* **Reading passage**
BEGIN
And here comes two guys, right? Carrying this big old drum cage and they sit it down and they don't speak in English. They only speak Portuguese and they're like yelling about this drum cage. Like pointing at it and yelling at this point, you know, like what the heck is going on? You know, luckily we already had a translator there and she was talking with them and she was like, oh, they're saying it was really heavy. I was like, oh man, that's good.

Because at first, you know, you're expecting, okay, we might have some problems. Mine's the heaviest, biggest item, right? That probably would tip people off of, hey, by the way, this is probably over the certain dollar amount. But now we walk straight out the airport with all of that stuff, including a big old drum cage and everything. And customs didn't do nothing there or on the way back.

Thank God. So, but that was one of the things I remember, Pat was just like, oh, by the way, we might get detained when we get there. Don't worry about it. I'll just pay the cash and we'll be good to go. I love how he was just like, yeah, I'm going to be, I'm basically a fugitive. So I hope they don't catch me. The one thing about Pastor Brad, he had one white, one of his eyes, it was all white eyelash. Like his whole eyelash was just white.

And I just remember he also was pretty cool to hang out with. And he did really good King of the Hill impressions and, and Seinfeld impressions. Some people, it's like some people don't like Seinfeld, but he could do some really good Seinfeld impressions too. Like, I think he did a really good George Costanza. I remember that. Yeah. And I think the thing that we was like, oh man, because like a lot of the shows that would be considered bad, like Seinfeld and King of the Hill.

They would, other people would kind of look down upon them in the church because they're like, oh yeah, you should be watching that because it's got bad stuff in it. But I was like, hey, this is Pastor Brad. Like he's cool. Like he's doing these impressions. Like he felt like your buddy. Like he felt like you could just, you know, talk to him about, you know, anything and everything. Again, some, some moral fair failures came out about Pastor Brad way down the line.

And so it was kind of sad to see that. But like he was cool though. He was, he was a real cool. But let's be honest. He was the typical, like I hate to say this, but like from that area, he was definitely the preacher's kid, right? Who had always kind of been up in the church and doing his own thing. But at the same time, still kind of doing his own stuff on the side.

But like he was still really cool, but he was also like, I think the reason I liked him is like you were talking, but he was a little edgy. Like he was edgy. A lot of other people would just, oh, I say, and he was just kind of that edgy. I mean, he was even, I remember going even back in the days when we used to have a choir with like choir robes. I remember he would get on stage. You know, everybody else would be in suits.
END
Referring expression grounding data
BEGIN
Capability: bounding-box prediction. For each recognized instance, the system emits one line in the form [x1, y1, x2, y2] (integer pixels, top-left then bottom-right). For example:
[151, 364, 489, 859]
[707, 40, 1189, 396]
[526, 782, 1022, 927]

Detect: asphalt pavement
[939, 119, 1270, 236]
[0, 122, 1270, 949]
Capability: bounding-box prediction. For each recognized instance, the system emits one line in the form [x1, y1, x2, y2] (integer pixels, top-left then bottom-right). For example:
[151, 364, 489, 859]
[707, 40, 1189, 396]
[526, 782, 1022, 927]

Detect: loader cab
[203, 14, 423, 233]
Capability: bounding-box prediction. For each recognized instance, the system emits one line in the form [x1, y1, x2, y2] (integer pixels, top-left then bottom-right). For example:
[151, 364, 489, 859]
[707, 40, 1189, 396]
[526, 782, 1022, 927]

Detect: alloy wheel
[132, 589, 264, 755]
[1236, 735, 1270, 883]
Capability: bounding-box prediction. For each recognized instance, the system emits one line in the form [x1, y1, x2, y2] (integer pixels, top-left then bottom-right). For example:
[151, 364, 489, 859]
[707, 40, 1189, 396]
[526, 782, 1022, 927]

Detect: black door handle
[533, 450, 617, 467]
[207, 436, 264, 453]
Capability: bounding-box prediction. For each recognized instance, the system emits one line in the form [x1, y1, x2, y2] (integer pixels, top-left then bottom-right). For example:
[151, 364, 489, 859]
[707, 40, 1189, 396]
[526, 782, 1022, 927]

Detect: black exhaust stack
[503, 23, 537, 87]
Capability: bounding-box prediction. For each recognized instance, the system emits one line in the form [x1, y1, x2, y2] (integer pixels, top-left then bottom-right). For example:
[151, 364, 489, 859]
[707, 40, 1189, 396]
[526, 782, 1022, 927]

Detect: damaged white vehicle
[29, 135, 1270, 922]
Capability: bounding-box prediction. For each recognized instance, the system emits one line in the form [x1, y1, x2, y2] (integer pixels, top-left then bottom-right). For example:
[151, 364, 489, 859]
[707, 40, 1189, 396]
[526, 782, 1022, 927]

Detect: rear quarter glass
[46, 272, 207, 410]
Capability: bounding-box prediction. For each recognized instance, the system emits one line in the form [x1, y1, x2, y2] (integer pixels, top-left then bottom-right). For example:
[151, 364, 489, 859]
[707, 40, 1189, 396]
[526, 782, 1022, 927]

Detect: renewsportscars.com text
END
* **Exercises**
1: Answer these questions from the recollection of Pastor Brad:
(a) In what language did the two men carrying the drum cage speak?
(b) What was unusual about one of Pastor Brad's eyes?
(c) Which Seinfeld character does the speaker say Pastor Brad impersonated especially well?
2: Continue the recollection of Pastor Brad, beginning immediately after its final sentence.
The records are not required for either task.

* **Response list**
1:
(a) Portuguese
(b) Its eyelash was entirely white.
(c) George Costanza

2:
He would get on stage and jeans and a t-shirt back then even, you know, and that was way different. Like when we first started going there, because I remember my folks had a cow about that. Well, yeah, man. We'll save the other ones for another day, bro. Oh, the whole family is great. Yeah, the whole family is great. All right. So let's talk about the next one. This one is kind of an off character, but close with Pastor Brad. And we'll call him Mr. Clark. And Mr. Clark, he lived over in Atlanta.

And you got to think this was a two and a half hour drive. This is what I remember about Mr. Clark. But he would drive every single Sunday over to our church just to do some technical aspects. Literally, we would record the services and, you know, put them online. He would do a bunch of video editing between early service, late service, get the best copy out there and put it online. Like he would literally render it, put it online. He would come to Augusta every Sunday just to do that.

And he always wore a suit. Always wore. It was like the same suit. Yeah, it was. He was also kind of one of those guys that like he didn't really say much. But like, I felt like once you got to know him, he had like a kind of a different sense of humor. He just, yeah, very, very sense of humor. Yeah. The only thing I really remember about Mr. Clark was I just remember we were trying to hide from the children's pastor one time.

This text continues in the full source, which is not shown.